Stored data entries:
■ ■ ■ ■ ■ ■ ■

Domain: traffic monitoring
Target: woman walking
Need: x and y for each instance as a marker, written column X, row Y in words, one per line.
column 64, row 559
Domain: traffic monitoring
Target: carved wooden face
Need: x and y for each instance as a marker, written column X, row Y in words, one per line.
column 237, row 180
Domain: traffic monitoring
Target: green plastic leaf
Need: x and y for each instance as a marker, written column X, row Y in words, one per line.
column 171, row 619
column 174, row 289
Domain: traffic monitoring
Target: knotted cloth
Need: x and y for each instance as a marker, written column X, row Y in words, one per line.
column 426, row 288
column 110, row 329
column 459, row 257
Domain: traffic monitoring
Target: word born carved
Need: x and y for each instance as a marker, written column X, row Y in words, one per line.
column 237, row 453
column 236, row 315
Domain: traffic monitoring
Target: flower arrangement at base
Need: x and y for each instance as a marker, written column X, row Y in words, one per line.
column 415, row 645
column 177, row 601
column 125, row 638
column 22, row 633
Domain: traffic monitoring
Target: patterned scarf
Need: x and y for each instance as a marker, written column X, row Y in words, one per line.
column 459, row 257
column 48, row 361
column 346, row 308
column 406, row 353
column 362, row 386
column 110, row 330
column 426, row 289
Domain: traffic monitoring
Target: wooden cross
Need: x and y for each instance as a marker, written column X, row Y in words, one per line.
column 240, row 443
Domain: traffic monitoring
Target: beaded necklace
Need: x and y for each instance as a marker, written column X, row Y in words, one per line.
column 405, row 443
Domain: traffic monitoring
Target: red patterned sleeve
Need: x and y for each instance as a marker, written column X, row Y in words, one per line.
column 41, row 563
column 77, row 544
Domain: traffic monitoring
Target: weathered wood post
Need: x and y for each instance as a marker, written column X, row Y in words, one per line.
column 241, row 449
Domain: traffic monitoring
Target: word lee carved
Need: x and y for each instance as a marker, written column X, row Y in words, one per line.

■ ■ ■ ■ ■ ■ ■

### [INSTRUCTIONS TO FOLLOW]
Go through the data above and copy each line that holds the word "patterned".

### [ANSWER]
Target: patterned scarf
Target: red patterned sleeve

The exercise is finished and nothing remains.